Semua kesuksesan tersebut kuncinya menurut Aa Gym cuma satu : Jujur. Dalam tulisan ini berisi uraian Saya dan Aa Gym mengenai bisnis yang dilandasi oleh kejujuran, etika, dan profesionalitas. Isinya sendiri merupakan rangkuman dari butir – butir pemikiran Saya dan Aa Gym mengenai berbisnis yang jujur dan beretika yang kami kemukakan dalam sebuah acara talk show dalam rangka pengajian bulan Ramadhan tahun 2003 lalu.
Dalam tulisan ini Aa gym menguraikan prinsip – prinsip dasar bisnis yang berlandaskan kejujuran dan Islam, tentu saja dalam konteks Manajemen Qolbu. sementara saya menguraikan sebuah konsep terbaru yang sudah sejak setahun ini saya gagas bersama rekan – rekan di MarkPlus&Co. yaitu apa yang saya sebut, The 10 Credos of Compassionate Marketing.

**PETUNJUK LATIHAN:**
A – Menurut teks bacaan, dalam acara apa butir-butir pemikiran tentang berbisnis yang jujur dan beretika itu dikemukakan?
B – Pada kalimat teks bacaan yang diawali "Dalam tulisan ini berisi uraian", bisnis disebut dilandasi oleh apa saja? Sebutkan semuanya.

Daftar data
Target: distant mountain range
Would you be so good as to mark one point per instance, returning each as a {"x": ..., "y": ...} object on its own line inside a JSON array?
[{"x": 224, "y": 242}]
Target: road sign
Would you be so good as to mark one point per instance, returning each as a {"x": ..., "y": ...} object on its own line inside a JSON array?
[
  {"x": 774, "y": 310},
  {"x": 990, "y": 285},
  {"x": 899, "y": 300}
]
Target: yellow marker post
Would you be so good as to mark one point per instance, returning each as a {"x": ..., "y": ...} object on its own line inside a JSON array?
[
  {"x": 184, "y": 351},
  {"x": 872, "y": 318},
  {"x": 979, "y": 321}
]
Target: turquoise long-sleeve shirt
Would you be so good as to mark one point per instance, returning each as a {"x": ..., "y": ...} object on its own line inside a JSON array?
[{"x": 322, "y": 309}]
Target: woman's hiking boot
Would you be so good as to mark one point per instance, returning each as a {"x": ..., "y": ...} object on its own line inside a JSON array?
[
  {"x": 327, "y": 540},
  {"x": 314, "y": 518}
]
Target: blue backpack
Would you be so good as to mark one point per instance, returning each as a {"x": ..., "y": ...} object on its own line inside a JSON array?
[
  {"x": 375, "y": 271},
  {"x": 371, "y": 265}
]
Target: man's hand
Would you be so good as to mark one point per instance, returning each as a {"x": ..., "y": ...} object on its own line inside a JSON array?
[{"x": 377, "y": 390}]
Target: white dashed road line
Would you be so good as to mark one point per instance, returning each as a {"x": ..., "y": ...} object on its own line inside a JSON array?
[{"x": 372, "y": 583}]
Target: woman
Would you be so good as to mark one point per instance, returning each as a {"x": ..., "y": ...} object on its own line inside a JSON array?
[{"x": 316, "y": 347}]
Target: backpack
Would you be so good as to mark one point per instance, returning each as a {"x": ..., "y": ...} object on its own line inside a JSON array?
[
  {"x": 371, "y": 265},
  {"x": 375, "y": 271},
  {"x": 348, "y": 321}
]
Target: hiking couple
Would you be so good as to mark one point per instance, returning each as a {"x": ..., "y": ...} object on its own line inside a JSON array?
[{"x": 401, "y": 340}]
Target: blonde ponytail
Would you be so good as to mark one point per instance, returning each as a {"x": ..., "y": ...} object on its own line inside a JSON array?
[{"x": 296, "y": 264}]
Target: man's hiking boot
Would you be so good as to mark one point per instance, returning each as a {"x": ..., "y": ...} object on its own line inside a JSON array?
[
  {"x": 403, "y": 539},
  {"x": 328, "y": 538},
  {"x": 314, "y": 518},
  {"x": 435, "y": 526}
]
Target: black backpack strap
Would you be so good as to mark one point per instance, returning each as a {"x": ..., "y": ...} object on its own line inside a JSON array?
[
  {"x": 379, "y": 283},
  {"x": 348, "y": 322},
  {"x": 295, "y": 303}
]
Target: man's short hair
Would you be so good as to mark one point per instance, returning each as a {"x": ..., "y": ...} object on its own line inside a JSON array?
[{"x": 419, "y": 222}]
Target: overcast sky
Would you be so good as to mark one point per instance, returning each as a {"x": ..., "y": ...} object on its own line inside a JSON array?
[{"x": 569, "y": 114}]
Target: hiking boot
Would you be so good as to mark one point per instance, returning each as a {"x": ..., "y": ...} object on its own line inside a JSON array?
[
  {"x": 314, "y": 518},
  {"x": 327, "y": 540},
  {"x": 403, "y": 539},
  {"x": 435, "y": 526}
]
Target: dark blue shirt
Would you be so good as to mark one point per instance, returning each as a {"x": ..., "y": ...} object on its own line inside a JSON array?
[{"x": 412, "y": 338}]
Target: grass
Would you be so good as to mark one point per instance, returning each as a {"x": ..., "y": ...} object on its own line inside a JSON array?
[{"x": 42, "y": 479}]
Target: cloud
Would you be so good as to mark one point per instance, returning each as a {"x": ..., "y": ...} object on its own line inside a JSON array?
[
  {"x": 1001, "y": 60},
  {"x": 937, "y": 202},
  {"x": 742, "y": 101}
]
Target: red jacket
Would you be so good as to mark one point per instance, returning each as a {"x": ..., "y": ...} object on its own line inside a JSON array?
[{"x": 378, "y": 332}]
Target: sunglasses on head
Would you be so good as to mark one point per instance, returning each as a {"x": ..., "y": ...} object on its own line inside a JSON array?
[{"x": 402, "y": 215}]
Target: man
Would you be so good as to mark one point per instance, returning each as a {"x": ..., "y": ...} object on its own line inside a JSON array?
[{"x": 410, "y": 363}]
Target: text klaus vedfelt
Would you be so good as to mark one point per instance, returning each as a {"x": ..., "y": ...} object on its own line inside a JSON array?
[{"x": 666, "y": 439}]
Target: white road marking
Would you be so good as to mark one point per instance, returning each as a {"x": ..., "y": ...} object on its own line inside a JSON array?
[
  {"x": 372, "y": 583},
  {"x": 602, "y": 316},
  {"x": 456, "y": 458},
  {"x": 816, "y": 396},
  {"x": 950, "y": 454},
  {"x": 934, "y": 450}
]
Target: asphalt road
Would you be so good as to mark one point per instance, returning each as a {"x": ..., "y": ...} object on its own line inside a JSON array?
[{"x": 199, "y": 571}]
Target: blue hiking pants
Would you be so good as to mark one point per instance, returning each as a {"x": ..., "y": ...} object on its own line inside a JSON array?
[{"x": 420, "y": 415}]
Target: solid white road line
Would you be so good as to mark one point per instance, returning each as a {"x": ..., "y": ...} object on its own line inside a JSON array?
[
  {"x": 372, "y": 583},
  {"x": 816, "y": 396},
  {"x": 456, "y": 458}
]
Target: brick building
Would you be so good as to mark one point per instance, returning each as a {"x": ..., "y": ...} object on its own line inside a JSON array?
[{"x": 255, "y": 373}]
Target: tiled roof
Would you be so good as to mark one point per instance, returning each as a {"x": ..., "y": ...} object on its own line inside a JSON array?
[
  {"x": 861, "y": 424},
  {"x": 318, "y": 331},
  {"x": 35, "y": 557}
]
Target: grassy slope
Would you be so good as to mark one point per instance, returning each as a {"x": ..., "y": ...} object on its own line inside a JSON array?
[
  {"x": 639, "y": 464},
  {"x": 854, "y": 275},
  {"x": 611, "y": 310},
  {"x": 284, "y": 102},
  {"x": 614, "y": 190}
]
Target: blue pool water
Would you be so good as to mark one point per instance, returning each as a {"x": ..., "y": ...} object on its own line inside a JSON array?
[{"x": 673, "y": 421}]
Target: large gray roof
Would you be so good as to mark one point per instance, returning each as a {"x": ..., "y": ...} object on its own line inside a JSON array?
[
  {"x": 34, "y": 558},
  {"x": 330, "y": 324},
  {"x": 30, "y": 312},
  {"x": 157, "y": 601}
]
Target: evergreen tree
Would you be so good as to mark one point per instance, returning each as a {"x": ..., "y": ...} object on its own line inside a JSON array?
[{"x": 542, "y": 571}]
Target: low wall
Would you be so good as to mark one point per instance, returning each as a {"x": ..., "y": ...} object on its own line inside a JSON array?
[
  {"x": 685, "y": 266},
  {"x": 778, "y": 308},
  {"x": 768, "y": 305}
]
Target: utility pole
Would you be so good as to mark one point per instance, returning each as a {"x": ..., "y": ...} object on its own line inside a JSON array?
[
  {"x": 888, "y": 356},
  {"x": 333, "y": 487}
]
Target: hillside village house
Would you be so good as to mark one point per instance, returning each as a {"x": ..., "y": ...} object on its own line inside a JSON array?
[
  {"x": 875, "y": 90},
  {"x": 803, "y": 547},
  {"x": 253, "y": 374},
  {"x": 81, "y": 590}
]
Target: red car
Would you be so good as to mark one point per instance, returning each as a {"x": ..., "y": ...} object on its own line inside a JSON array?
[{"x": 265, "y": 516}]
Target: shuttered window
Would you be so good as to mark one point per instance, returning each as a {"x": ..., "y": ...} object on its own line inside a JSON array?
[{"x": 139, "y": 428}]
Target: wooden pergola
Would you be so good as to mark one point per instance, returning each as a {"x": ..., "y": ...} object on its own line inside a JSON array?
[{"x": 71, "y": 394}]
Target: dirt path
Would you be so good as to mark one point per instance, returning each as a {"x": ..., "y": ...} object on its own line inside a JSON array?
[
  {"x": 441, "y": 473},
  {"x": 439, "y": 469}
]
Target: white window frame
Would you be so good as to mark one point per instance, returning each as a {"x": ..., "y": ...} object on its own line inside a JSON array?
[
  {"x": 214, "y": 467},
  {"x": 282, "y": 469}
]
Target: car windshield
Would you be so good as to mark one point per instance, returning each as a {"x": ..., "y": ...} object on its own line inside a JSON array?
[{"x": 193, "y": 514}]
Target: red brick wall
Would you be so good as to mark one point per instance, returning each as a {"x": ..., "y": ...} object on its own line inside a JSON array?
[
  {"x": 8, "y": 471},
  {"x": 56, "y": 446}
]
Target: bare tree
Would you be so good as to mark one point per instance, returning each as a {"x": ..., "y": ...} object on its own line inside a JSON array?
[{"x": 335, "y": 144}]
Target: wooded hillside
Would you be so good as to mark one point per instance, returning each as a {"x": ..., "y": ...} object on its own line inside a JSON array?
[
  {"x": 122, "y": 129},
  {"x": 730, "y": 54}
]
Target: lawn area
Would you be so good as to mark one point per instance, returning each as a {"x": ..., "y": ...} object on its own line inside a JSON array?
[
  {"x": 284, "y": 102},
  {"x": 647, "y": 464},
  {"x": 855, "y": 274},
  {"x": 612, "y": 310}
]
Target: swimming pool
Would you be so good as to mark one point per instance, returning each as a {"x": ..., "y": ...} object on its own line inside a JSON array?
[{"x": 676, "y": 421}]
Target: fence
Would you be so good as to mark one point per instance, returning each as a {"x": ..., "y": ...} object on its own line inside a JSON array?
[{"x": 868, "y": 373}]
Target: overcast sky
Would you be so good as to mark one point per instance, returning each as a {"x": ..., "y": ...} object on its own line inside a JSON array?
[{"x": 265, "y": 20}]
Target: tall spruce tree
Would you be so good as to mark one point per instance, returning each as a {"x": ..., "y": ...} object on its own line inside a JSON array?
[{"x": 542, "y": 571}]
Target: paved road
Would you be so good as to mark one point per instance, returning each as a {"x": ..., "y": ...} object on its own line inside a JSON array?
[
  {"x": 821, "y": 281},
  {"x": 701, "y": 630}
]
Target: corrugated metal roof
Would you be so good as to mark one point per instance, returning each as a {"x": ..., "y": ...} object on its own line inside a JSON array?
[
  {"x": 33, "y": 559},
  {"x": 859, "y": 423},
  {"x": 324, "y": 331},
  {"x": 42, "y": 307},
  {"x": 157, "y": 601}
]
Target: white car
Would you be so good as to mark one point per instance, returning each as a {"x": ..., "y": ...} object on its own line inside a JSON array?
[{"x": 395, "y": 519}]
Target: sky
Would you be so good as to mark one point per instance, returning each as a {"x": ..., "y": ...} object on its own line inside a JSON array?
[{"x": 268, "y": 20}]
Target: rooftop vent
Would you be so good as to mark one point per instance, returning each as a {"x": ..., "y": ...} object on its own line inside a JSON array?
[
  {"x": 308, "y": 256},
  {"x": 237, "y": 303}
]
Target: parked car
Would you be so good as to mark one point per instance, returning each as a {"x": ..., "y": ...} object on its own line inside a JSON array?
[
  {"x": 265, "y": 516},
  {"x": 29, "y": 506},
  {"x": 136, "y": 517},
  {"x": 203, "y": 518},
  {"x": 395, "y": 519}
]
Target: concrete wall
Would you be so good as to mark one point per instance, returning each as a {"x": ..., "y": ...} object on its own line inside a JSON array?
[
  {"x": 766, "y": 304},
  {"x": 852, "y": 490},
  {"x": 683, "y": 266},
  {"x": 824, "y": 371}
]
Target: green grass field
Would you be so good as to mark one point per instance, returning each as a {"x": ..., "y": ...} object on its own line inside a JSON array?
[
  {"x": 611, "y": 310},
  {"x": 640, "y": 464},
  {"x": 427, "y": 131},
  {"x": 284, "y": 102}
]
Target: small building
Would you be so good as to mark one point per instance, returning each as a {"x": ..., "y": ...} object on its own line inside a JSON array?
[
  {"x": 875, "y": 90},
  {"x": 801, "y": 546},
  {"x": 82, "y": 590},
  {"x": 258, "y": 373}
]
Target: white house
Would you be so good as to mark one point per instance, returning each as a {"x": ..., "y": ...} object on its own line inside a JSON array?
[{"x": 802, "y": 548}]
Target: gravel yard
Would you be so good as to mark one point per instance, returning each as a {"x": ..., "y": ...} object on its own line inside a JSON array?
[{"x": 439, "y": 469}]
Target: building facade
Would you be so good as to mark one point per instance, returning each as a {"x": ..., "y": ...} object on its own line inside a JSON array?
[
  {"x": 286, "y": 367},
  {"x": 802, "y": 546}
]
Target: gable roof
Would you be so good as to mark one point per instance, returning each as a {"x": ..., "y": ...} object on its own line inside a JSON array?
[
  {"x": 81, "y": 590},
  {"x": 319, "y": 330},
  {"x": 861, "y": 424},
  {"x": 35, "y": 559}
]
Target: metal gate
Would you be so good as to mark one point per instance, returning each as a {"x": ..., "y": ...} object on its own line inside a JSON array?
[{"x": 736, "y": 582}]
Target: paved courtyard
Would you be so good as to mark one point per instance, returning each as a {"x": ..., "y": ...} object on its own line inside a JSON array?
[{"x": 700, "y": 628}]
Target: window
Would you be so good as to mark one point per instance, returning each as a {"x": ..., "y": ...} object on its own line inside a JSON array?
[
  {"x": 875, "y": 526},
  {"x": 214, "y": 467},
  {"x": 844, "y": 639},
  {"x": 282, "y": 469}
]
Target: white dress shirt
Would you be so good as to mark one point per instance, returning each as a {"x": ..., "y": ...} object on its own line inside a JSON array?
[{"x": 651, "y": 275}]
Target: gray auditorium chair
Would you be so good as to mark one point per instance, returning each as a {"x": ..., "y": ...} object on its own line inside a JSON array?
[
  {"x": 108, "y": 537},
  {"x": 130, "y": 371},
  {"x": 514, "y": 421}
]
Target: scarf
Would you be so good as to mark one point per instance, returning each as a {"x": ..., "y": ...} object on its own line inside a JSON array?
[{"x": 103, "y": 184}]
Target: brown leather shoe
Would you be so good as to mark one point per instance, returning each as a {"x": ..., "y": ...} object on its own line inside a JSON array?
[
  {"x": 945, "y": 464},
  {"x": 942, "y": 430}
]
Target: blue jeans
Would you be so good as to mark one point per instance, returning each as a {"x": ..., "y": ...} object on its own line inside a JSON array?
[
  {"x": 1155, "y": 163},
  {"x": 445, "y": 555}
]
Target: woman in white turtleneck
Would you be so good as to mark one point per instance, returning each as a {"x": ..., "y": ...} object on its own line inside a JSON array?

**HASIL TIAP TUGAS:**
A – Dalam acara talk show dalam rangka pengajian bulan Ramadhan tahun 2003.

B – Kejujuran, etika, dan profesionalitas.